EXERCISE REQUIREMENTS.
Format the listing below as a Markdown table, numbering each row in a column headed Row and putting the text in a column headed Line. Begin with the line containing "placard in this photo.", continue through the line containing "Query: woman with dark curly hair", include both, and leave out blank lines.
-- begin TASK INPUTS --
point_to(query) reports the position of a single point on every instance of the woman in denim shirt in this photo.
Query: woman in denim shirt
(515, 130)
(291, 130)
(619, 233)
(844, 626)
-- end TASK INPUTS --
-- begin TASK INPUTS --
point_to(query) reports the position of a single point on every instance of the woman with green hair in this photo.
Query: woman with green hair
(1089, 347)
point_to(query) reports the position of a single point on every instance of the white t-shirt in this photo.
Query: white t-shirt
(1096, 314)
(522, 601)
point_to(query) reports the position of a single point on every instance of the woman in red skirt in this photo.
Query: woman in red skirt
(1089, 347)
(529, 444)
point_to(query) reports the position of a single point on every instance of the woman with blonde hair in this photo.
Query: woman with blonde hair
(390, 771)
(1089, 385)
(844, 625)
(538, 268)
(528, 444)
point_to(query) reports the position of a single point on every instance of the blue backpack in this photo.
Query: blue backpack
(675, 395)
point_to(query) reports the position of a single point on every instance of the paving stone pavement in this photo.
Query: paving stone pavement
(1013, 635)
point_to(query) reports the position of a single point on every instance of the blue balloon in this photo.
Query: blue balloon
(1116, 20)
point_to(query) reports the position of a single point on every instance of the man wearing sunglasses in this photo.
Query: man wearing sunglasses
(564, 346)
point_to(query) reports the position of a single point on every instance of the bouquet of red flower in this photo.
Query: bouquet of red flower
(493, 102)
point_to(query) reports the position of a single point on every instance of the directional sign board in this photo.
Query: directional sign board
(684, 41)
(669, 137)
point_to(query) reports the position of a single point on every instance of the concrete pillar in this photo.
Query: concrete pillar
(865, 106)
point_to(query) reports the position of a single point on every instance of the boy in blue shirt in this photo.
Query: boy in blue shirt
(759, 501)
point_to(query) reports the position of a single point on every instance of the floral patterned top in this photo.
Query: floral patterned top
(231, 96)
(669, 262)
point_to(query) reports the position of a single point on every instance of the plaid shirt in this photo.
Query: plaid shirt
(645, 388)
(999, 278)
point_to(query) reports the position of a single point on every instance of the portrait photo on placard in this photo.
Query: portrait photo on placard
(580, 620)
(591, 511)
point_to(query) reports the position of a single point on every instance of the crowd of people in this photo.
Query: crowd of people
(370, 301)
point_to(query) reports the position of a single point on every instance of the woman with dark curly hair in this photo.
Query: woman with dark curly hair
-- end TASK INPUTS --
ANSWER.
| Row | Line |
|---|---|
| 1 | point_to(query) reports the position of a single point on every instance of the portrait photo on placard in this photo. |
| 2 | Query: portrait photo on placard |
| 3 | (580, 620) |
| 4 | (591, 511) |
| 5 | point_to(query) reports the position of a single point on every instance of the crowd of people in this photo. |
| 6 | Query: crowd of people |
| 7 | (370, 301) |
| 8 | point_to(query) reports the position of a single point on every instance of the woman with dark curly hair in this photo. |
| 9 | Query: woman with dark curly hair |